# What is your favorite color rat :)



## Cookie&Gible (Oct 26, 2012)

I love the brown and white ones and beige  also what's your opinion on red eyes? Some people don't like them, I don't mind them but I like the black eyes better  sorry it's not a poll I don't know how to make a poll yet lol


----------



## LightningWolf (Jun 8, 2012)

I LOVE Albinos. 

I also love Fawns/Topazs, Ambers, Agoutis, Blacks, and Russian Silvers. I like all rat colors but those have to be at the top

For patterns, I love Hooded and Varigated. 

I actually like top eared over dumbo ear but I think I'm the only one for that.


----------



## Cookie&Gible (Oct 26, 2012)

Haha my boyfriend likes top eared ones better too! I like both the same, I don't have any dumbos can't find any breeders or pet shops that have them for some reason :S


----------



## Phantom (Apr 4, 2012)

I'm a big hairless fan, so skin color? =P

Hairless being set aside though I also like Rexes, dumbos, and huskies.


----------



## Cookie&Gible (Oct 26, 2012)

I like huskies


----------



## Awaiting_Abyss (Jul 24, 2012)

I like dumbo ears, but I prefer the cute little top ears. I just think they're far more adorable. They also seem to show more emotion than dumbo ears.

I like variberk, varigated and dalmation. I really love blazes, headspots and masks. 

Favorite color would be Merle and all of the blues, gray and silver colors.


----------



## FallDeere (Sep 29, 2011)

LightningWolf said:


> I LOVE Albinos.
> I actually like top eared over dumbo ear but I think I'm the only one for that.

☆ ☆ ☆ ☆ ☆ ☆ ☆

▶ _Written request 1_
Copy out the records from their beginning through the line containing "A sample in", including both ends and leaving the pictures out.

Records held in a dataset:
☆ ☆ ☆ ☆ ☆ ☆ ☆

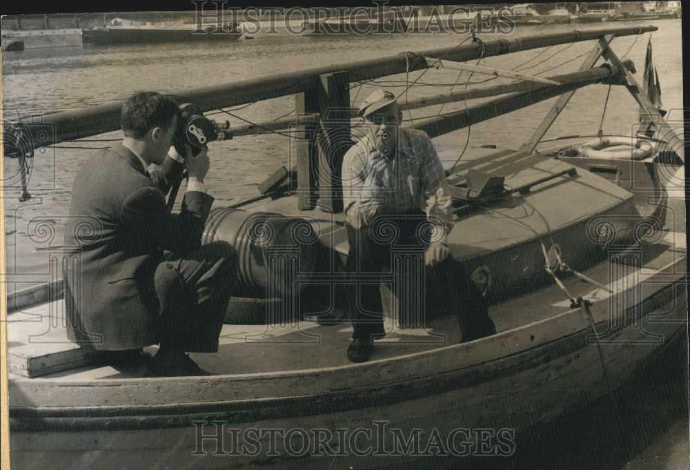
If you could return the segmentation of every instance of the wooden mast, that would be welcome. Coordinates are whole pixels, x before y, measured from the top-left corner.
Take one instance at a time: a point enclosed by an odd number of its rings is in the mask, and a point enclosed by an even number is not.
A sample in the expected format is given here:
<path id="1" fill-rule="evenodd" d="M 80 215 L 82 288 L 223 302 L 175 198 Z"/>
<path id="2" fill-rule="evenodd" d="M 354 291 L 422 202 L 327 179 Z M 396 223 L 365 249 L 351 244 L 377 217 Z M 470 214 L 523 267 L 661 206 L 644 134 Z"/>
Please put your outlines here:
<path id="1" fill-rule="evenodd" d="M 177 90 L 169 95 L 180 103 L 193 101 L 202 110 L 210 110 L 300 93 L 310 86 L 314 77 L 337 72 L 346 72 L 351 82 L 358 81 L 426 68 L 429 64 L 424 60 L 425 56 L 464 61 L 557 44 L 598 39 L 604 36 L 638 35 L 657 29 L 656 26 L 646 26 L 575 30 L 481 43 L 473 41 L 464 46 L 397 54 L 387 57 L 276 74 L 213 86 Z M 54 130 L 55 139 L 51 144 L 97 135 L 119 128 L 121 106 L 121 101 L 114 101 L 48 114 L 42 117 L 43 124 Z"/>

☆ ☆ ☆ ☆ ☆ ☆ ☆

▶ _Written request 2_
In the forum thread on favorite rat colors, which patterns does the post by LightningWolf say are loved?

▶ _Expected answer 1_
If you could return the segmentation of every instance of the wooden mast, that would be welcome. Coordinates are whole pixels, x before y, measured from the top-left corner.
Take one instance at a time: a point enclosed by an odd number of its rings is in the mask, and a point enclosed by an even number is not.
A sample in the expected format is given here:

▶ _Expected answer 2_
Hooded and Varigated.